*Entries supplied*.

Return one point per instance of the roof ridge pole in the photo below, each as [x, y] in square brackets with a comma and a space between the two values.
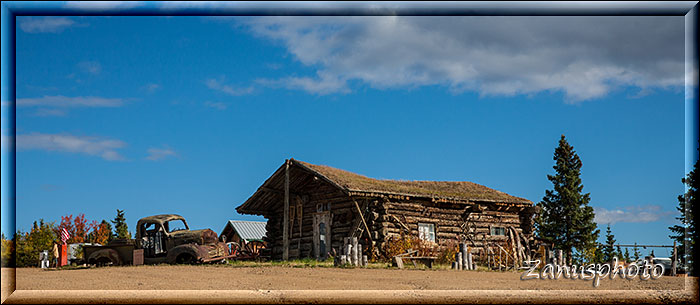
[285, 229]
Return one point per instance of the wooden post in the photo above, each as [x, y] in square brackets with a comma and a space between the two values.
[560, 257]
[348, 252]
[359, 211]
[285, 229]
[499, 258]
[460, 261]
[675, 258]
[354, 251]
[469, 261]
[465, 257]
[359, 254]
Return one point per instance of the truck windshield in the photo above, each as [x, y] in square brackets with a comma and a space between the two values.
[175, 225]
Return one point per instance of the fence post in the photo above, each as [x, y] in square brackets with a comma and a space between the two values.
[675, 258]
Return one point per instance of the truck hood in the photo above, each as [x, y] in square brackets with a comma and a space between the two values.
[204, 236]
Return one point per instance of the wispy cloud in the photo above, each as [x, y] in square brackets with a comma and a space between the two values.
[59, 101]
[44, 24]
[103, 5]
[582, 57]
[87, 145]
[46, 112]
[152, 87]
[90, 67]
[157, 154]
[637, 214]
[218, 85]
[216, 105]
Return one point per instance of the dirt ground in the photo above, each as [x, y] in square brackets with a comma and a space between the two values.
[223, 277]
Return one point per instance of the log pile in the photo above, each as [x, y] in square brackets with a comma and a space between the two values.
[351, 254]
[464, 260]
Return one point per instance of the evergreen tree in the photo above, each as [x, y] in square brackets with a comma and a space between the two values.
[637, 255]
[109, 229]
[685, 234]
[609, 248]
[121, 230]
[565, 218]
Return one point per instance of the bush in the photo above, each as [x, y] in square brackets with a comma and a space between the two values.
[396, 245]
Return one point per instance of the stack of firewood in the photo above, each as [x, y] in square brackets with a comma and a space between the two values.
[463, 259]
[351, 254]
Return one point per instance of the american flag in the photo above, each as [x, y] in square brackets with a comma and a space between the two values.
[64, 235]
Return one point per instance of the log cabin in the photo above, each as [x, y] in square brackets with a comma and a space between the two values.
[311, 209]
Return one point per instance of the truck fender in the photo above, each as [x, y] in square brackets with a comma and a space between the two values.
[188, 253]
[104, 256]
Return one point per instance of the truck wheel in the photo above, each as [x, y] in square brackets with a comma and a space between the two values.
[184, 258]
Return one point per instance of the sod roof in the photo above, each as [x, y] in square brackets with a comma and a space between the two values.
[461, 190]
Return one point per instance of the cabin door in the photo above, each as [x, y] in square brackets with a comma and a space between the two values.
[322, 235]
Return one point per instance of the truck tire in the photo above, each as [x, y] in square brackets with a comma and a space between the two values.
[183, 254]
[185, 258]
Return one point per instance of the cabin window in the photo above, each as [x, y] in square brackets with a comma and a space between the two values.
[498, 231]
[426, 231]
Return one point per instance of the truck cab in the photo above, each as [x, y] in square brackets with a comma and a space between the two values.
[162, 238]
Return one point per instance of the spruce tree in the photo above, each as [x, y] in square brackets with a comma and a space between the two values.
[685, 234]
[121, 230]
[609, 248]
[109, 228]
[565, 218]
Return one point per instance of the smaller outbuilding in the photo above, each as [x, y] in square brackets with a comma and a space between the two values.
[249, 235]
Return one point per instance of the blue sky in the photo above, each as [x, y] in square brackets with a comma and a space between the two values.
[190, 115]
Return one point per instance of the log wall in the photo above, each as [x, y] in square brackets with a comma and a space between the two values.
[470, 223]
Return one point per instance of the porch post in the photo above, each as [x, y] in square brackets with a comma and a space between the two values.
[285, 229]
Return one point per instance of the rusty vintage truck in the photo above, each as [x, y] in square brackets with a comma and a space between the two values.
[160, 239]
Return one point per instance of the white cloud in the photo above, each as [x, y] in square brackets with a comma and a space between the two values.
[103, 5]
[44, 24]
[152, 87]
[157, 154]
[220, 86]
[44, 112]
[583, 57]
[93, 146]
[216, 105]
[64, 101]
[638, 214]
[91, 67]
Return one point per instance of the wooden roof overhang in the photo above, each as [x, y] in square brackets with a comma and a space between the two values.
[270, 195]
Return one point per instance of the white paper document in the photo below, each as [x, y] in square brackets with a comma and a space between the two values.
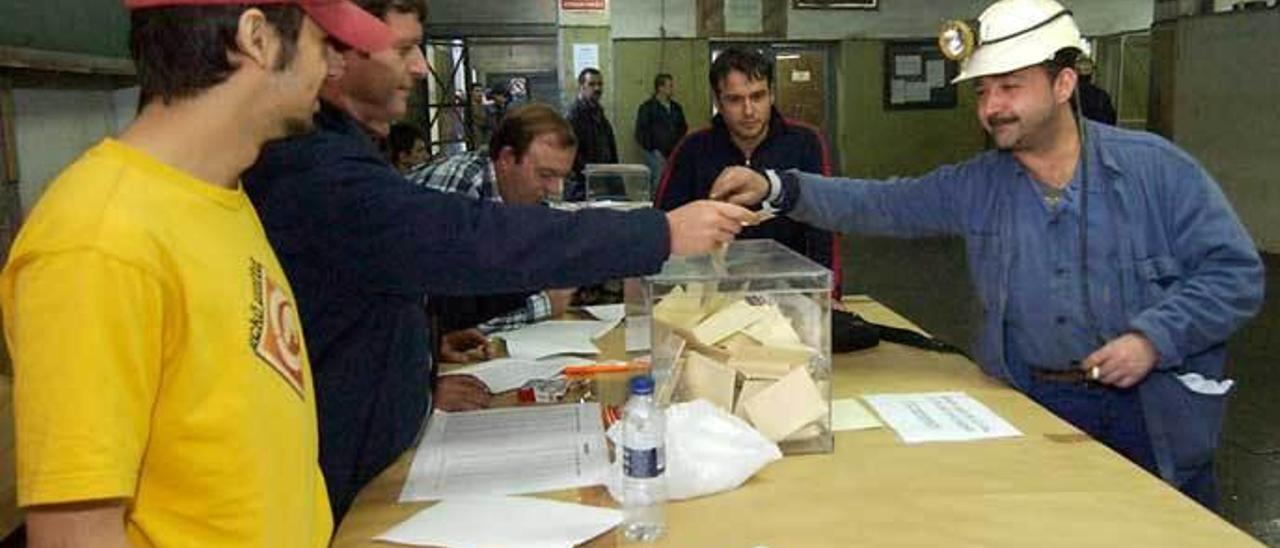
[503, 521]
[551, 338]
[609, 316]
[508, 373]
[508, 451]
[586, 55]
[936, 72]
[607, 313]
[851, 415]
[940, 416]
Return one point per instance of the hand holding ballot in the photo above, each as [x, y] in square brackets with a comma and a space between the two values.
[741, 186]
[699, 227]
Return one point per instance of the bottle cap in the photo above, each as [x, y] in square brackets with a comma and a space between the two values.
[641, 386]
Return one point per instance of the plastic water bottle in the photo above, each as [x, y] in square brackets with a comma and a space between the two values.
[644, 464]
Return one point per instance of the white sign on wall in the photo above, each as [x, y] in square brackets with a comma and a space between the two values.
[585, 55]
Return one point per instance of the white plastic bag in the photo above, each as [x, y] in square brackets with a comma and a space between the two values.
[708, 451]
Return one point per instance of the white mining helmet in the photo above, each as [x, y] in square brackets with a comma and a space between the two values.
[1010, 35]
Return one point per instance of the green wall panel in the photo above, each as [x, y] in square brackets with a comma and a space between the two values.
[636, 62]
[876, 142]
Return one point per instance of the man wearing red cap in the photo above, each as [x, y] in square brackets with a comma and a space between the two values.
[362, 246]
[163, 391]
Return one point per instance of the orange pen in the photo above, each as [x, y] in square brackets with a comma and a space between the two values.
[590, 369]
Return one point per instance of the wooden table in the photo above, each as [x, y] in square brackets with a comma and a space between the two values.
[1054, 487]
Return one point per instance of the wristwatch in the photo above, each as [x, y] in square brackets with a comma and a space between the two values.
[773, 201]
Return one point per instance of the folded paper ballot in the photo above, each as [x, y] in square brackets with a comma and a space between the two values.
[743, 355]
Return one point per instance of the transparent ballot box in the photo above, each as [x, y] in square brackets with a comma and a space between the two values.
[617, 182]
[749, 330]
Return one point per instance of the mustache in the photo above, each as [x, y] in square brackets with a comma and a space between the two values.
[996, 120]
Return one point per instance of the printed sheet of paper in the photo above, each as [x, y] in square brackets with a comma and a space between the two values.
[508, 373]
[940, 416]
[508, 451]
[551, 338]
[503, 521]
[585, 55]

*Task directions*. Quote every record above exactly, leaving out the pictures.

*Answer for this exercise*.
Return one point per instance of the roof ridge pole in the photo below, each as [x, y] in square brackets with a comma and a space between the two values.
[285, 229]
Return one point per instance of the wooden post in the photo above, each as [x, y] in square brackets with a comma and a space between the two values.
[560, 257]
[348, 252]
[359, 211]
[285, 229]
[499, 258]
[460, 261]
[675, 258]
[354, 251]
[469, 261]
[465, 257]
[359, 254]
Return one point per instance of the truck windshield in the photo above, each as [x, y] in square brackets with a comma and a space between the two values.
[175, 225]
Return one point per instance of the fence post in the photo above, each as [x, y] in square brackets with a comma and a space between the two values.
[675, 258]
Return one point per instance of the truck hood in the photo above, each as [x, y] in square brackets with a comma and a space between the two values.
[204, 236]
Return one point per instance of the wispy cloud in the photo above, each as [x, y] in square brackets with a comma and a space between the two values.
[59, 101]
[44, 24]
[103, 5]
[582, 57]
[87, 145]
[46, 112]
[152, 87]
[90, 67]
[157, 154]
[637, 214]
[218, 85]
[216, 105]
Return one point per instance of the dirt ground in the photo above, each as [x, y] in square brackets with a comma and a space between the two values.
[223, 277]
Return one point per instance of the log pile in the photo above, each as [x, y] in square brackets with a comma and a space between the two values.
[351, 254]
[464, 260]
Return one point per instance of the evergreen tree in the photo above, each as [x, y] in square brackets with a comma and a space between the two values.
[637, 255]
[109, 229]
[685, 234]
[609, 248]
[121, 230]
[565, 218]
Return one point per instance of the bush in the photo above, each as [x, y] in square brackets with a comma and a space between the two values.
[396, 245]
Return one point per instance of the stack of firewood in the photo above, each as [x, y] in square brackets with a comma and a space between the two values.
[463, 259]
[351, 254]
Return one point per instance of the american flag in the photo above, each as [x, y] in square brackets with a comma and a space between the two values.
[64, 235]
Return one point per instance of the log cabin in the photo above, each as [x, y] in square brackets with a comma and a space between the two values.
[311, 209]
Return one point per instance of the truck fender in the photo above, each as [x, y] in square brackets with a comma and a space between the two values.
[188, 253]
[104, 256]
Return one point per instance of the truck wheel in the photo above, each as [x, y] in square brackets with a comma and a space between the two values.
[184, 258]
Return one point per instance of the sod roof in the photo above, each as [x, y] in square brackets with a comma and a space between the two values.
[461, 190]
Return one point per instance of the cabin door in the photo above, each as [x, y] in square brackets with a comma and a space between the two values.
[322, 235]
Return one point per instance of the truck tire in the photo above, each as [x, y] in square brackets with a comma and a space between the two values.
[183, 254]
[185, 258]
Return one point per instance of the cabin window in the photo above, each as [x, y] in square brackets with a comma and a space between the two values.
[498, 231]
[426, 231]
Return one point per instance of the truck cab in the photo above, each as [x, y] in square brackets with a comma and a space between the two values.
[162, 238]
Return one point per instance of the spruce tree in the photo above, each as [x, y] in square brackets with a comma and a space between the two values.
[685, 234]
[121, 230]
[609, 248]
[109, 228]
[565, 218]
Return one point per instance of the smaller outbuilding in the photo above, each as [x, y] in square brackets with a comma and a space between the two values.
[249, 235]
Return one point per instance of the blue sky in the photo above, each as [x, y] in square brackets with a comma and a space between the two values.
[190, 115]
Return one point per instance of the log wall in the photo above, each as [x, y] in square brackets with a comma and a space between the two values.
[470, 223]
Return one point per instance of the porch post in the photo above, each as [x, y] in square brackets with a comma and a space between the two values.
[285, 229]
Return one point per instance of the rusty vintage truck in the photo above, each as [x, y] in square brackets with a comma and a space between the two values.
[160, 239]
Return one point per instance of the white cloud in the photo above, each as [x, y] in square brackets with a comma and a space between the two values.
[103, 5]
[44, 24]
[152, 87]
[157, 154]
[220, 86]
[44, 112]
[583, 57]
[93, 146]
[216, 105]
[64, 101]
[638, 214]
[91, 67]
Return one point per instance of the wooden roof overhang in the photo above, each as [x, y] in square brackets with a comma and a space between the two values.
[270, 195]
Return one point per instance of the white paper document in the photo below, each as [x, y] in square brackets with a comma and a space between the two values.
[503, 521]
[551, 338]
[609, 316]
[508, 373]
[508, 451]
[586, 55]
[936, 72]
[607, 313]
[851, 415]
[940, 416]
Return one point per instance of the hand holding ballot in the photo above, each as [x, y] in square brackets with a comma and a space between the two values.
[741, 186]
[699, 227]
Return one point per instance of the bottle cap in the photo above, each as [x, y] in square brackets with a comma and a space between the two values.
[641, 386]
Return one point per instance of the plastic water bottle in the photo above, each as [x, y] in square brackets with a comma and a space between the two values.
[644, 464]
Return one point per instance of the white sign on wall in the photo above, each as [x, y] in square brackets with a comma and a space between the two values.
[585, 55]
Return one point per instance of the white plastic bag in the photo above, each as [x, y] in square brackets with a comma and a space between the two values.
[708, 451]
Return one point per instance of the white mining helmet in the photo above, each as [x, y] in square brackets with a comma and a space between the two values.
[1010, 35]
Return one point per instance of the green wall panel in the photo above, each as [x, y] in square brackets with a comma and a space between the two values.
[636, 62]
[876, 142]
Return one point per instance of the man wearing red cap in the photo above, each as [x, y] in square brackets with a comma and a space between the two values.
[362, 246]
[163, 391]
Return one point per instance of the orange pen in the photo above, each as [x, y] in square brackets with a comma and a space between the two values.
[590, 369]
Return one point per instance of the wooden table in the photo above, each as [x, y] in square brackets with a comma and a space between the two values.
[1054, 487]
Return one point per instance of the wristwatch in the photo above, each as [x, y] in square brackets with a comma and a space between the two values.
[773, 201]
Return one point per instance of the folded paper ballot in the photo above, each as [x, y] in square brackets with a comma and a space between the two values.
[743, 355]
Return one point per instance of the transparent ballot box in the photo above, each as [x, y] in square brackets with a comma and a space between the two values.
[617, 182]
[749, 330]
Return one point per instance of the mustache in the photo above, each as [x, y] in square brackets with a comma and a space between the two values.
[996, 120]
Return one point per instance of the printed sheet of paper in the photo above, each as [x, y] in square brackets with a comma and a space between the two values.
[508, 373]
[940, 416]
[508, 451]
[551, 338]
[503, 521]
[585, 55]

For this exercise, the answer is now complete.